■ YOUR INSTRUCTIONS ■
According to the campus masking announcement below, when does the indoor masking requirement take effect?

■ SOURCE TEXT ■
....................

Messiah University announced today that, effective 6 a.m. on Tuesday, Aug. 24, 2021, it will require indoor masking in all university buildings for all individuals regardless of their vaccination status.
The only exceptions to this requirement are as follows:
- Masking is strongly encouraged but not required in residence halls and apartments.
- Masking is strongly encouraged in campus dining facilities when not eating or drinking.
- For employees: masking is not required in team spaces for fully vaccinated employees who have uploaded confirmation of vaccination to the Engle Center and shown the confirmation email to their supervisor. Team spaces are individual offices or other common spaces that are occupied by individuals who regularly work together and where vaccination status of those present can be known and confirmed to the employee supervisor. Unvaccinated individuals must mask in team spaces but may still work unmasked when by themselves in an office space with the door closed.
- Speakers and presenters, including teaching faculty, may remove their mask when speaking if able to maintain a distance from others of at least six feet.
- Masking is not required when actively competing or working out in indoor campus recreational facilities (including the Fitness Center).
- Masking is not required outdoors.
Why this change? Why now?
As referenced in previous communications, the University reserves the right to adapt its masking protocols as needed to respond to changing health and safety needs of the community. So, what has changed since Messiah originally announced its masking protocols in late June? The University’s decision was impacted primarily by:
- Most significantly, Messiah has already confirmed 3 positive student cases of COVID-19 during Welcome Week—resulting in 20+ number of contact-traced individuals.
- Cumberland County, and the surrounding region, have been categorized as areas of high transmission since Aug. 9, 2021. This puts our campus within the CDC guidelines for indoor masking for all individuals regardless of vaccination status.
- Fueled by the rise of the more transmissible Delta variant, our region has experienced a 37 percent increase in the number of COVID-19 cases in the last seven days.
- It is relevant as well that Messiah’s undergraduate student body did not meet our vaccination goal as we had hoped and encouraged. (You may view current vaccination rates on our online dashboard, accessible Aug. 24 by 5 p.m.) We continue to encourage vaccination and offer it free of charge through the Engle Center, as the data show that higher rates of vaccination significantly decrease the spread of COVID-19.
Given the above factors, the University is making this change to prevent a spread that can quickly overwhelm our campus health systems—particularly for contact tracing, testing, quarantine and isolation. For example, each positive case typically has a range of at least 10-20 close contacts who must be notified and cared for through the Engle Center and related personnel. Just a few positive cases begin to create a significant exponential campus spread.

....................

■ EXTRACTED INFORMATION ■

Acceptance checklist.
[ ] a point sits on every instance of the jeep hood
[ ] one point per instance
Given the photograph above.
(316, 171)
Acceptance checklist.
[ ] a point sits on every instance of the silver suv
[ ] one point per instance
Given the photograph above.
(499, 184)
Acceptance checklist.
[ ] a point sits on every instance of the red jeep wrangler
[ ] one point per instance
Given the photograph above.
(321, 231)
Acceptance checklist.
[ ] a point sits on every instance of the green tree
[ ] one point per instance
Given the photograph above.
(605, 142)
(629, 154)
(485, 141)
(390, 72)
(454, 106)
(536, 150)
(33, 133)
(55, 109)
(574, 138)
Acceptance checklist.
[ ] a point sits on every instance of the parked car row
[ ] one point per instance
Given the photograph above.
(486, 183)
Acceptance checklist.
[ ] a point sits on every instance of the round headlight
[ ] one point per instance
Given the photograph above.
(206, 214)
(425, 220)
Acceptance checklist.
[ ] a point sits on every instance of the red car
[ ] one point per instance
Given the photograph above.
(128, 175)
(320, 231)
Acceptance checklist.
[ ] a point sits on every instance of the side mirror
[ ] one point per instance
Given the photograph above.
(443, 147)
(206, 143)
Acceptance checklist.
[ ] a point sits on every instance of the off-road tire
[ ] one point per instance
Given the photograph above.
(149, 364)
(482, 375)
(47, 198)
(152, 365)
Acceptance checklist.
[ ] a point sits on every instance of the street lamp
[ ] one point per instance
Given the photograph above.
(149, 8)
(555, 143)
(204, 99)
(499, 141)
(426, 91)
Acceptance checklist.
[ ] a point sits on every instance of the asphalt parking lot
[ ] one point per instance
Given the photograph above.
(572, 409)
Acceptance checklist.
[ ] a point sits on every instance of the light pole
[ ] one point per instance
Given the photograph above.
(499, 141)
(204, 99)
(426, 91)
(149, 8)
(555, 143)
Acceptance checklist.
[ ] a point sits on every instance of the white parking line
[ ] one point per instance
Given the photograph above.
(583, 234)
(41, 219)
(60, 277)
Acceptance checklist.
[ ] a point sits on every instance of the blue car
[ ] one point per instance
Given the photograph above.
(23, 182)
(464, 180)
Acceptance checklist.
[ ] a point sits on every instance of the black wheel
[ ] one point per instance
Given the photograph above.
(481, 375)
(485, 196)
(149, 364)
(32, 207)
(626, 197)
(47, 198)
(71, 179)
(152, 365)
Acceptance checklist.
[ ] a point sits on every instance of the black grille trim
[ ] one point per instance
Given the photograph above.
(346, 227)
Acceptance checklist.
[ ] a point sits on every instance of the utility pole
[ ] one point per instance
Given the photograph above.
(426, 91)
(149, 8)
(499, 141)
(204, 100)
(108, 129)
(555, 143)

....................

■ WRITTEN SOLUTION ■
6 a.m. on Tuesday, Aug. 24, 2021.